• ИЗВЛЕЧЁННЫЙ ТЕКСТ:
В двадцатые годы начинают складываться, определяться взгляды Шаламова на изобразительно-выразительные средства словесного искусства. Северный человек по крови и воспитанию, он интуитивно тяготел к сдержанным краскам и формам. Популярная тогда цветистая орнаменталь-ность южнорусской литературной школы ему не по душе. Он совершенно не принимал И. Бабеля. Формируясь как прозаик, Шаламов все больше и больше ценит в искусстве емкий лаконизм, «короткую, звонкую пушкинскую фразу».
Несомненна внутренняя связь создателя «КР» с Чеховым, хотя это уважаемый, но не самый почитаемый им писатель. Без всякого пиетета Шаламов отзывается о Льве Толстом и Горьком. Самым великим русским писателем автор «КР» полагал Ф. Достоевского, хотя не раз критически высказывался и в его адрес. Независимым, вольным человеком был Шаламов и неожиданным в оценках. Андрея Белого, например, называл последним великим русским писателем.
Объективно говоря, шаламовская проза перекликается не столько с прозой Белого или Достоевского, сколько с чеховской. И по-чеховски звучат рассуждения Шаламова о том, каким должен быть рассказ: «Никаких неожиданных концов, никаких фейерверков. Экономная, сжатая фраза, простое, грамотное изложение действия... И одна-две детали, данные крупным планом».

• СТРОКИ ДАННЫХ:
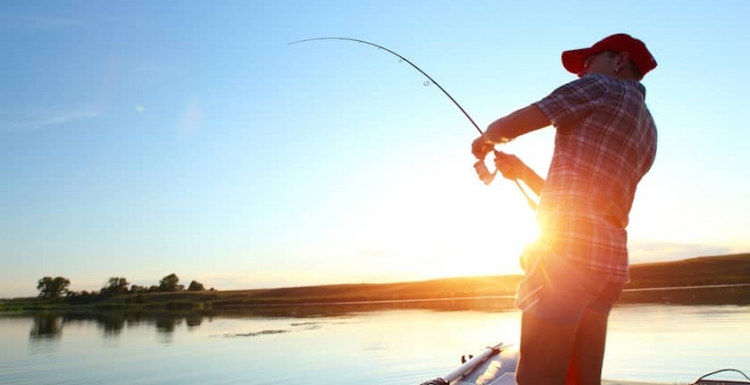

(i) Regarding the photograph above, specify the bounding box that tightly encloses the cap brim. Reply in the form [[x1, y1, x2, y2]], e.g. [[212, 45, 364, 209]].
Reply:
[[562, 48, 591, 75]]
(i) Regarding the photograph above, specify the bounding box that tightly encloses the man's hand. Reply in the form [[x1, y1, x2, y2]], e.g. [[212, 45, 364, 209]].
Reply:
[[495, 151, 526, 180], [471, 135, 495, 160]]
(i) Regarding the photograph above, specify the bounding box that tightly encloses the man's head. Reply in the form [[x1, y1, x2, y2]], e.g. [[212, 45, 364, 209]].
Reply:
[[562, 33, 656, 80]]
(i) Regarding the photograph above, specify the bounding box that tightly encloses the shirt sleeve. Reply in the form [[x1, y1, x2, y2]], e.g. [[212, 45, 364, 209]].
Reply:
[[534, 75, 608, 130]]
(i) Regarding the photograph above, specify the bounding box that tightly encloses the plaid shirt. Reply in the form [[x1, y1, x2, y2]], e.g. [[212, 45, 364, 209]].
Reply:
[[536, 74, 656, 282]]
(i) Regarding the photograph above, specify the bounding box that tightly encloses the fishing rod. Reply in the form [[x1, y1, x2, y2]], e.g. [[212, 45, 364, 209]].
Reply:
[[288, 37, 537, 210]]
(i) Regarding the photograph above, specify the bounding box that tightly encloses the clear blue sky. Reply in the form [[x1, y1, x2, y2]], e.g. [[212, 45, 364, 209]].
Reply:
[[0, 0, 750, 297]]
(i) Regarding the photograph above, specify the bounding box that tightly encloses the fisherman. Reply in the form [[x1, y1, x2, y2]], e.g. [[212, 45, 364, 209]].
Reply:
[[472, 34, 657, 385]]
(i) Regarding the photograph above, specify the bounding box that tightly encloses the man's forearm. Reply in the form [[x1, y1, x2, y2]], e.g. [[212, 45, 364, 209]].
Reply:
[[521, 164, 544, 197], [484, 104, 551, 143]]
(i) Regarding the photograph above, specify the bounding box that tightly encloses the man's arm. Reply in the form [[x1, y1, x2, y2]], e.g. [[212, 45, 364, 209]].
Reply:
[[495, 152, 544, 197], [520, 163, 544, 197], [483, 104, 552, 144]]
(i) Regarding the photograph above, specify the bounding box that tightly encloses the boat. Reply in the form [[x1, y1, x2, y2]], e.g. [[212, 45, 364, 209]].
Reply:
[[420, 343, 750, 385]]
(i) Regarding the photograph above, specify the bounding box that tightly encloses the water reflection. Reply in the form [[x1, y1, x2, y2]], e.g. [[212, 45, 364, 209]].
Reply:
[[29, 314, 63, 341], [19, 297, 512, 343]]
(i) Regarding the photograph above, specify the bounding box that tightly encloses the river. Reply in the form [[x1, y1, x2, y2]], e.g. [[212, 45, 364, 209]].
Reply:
[[0, 304, 750, 385]]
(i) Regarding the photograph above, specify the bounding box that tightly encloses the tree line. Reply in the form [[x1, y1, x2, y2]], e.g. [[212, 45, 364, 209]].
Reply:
[[36, 273, 214, 304]]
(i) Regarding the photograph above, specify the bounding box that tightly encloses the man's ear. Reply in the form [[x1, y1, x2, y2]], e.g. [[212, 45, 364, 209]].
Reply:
[[615, 52, 630, 69]]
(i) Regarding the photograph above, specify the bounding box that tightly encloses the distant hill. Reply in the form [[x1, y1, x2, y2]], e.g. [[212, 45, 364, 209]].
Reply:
[[5, 253, 750, 310]]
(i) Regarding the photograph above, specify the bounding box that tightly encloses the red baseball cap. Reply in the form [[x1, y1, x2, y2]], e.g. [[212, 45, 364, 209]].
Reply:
[[562, 33, 656, 75]]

• ЦЕЛЬ УПРАЖНЕНИЯ:
Выведите без изменений фрагмент текста о прозе Шаламова, начиная со слов «Несомненна внутренняя связь» и продолжая до слов «великим русским писателем.» включительно.

• ВЫПОЛНЕННОЕ УПРАЖНЕНИЕ:
Несомненна внутренняя связь создателя «КР» с Чеховым, хотя это уважаемый, но не самый почитаемый им писатель. Без всякого пиетета Шаламов отзывается о Льве Толстом и Горьком. Самым великим русским писателем автор «КР» полагал Ф. Достоевского, хотя не раз критически высказывался и в его адрес. Независимым, вольным человеком был Шаламов и неожиданным в оценках. Андрея Белого, например, называл последним великим русским писателем.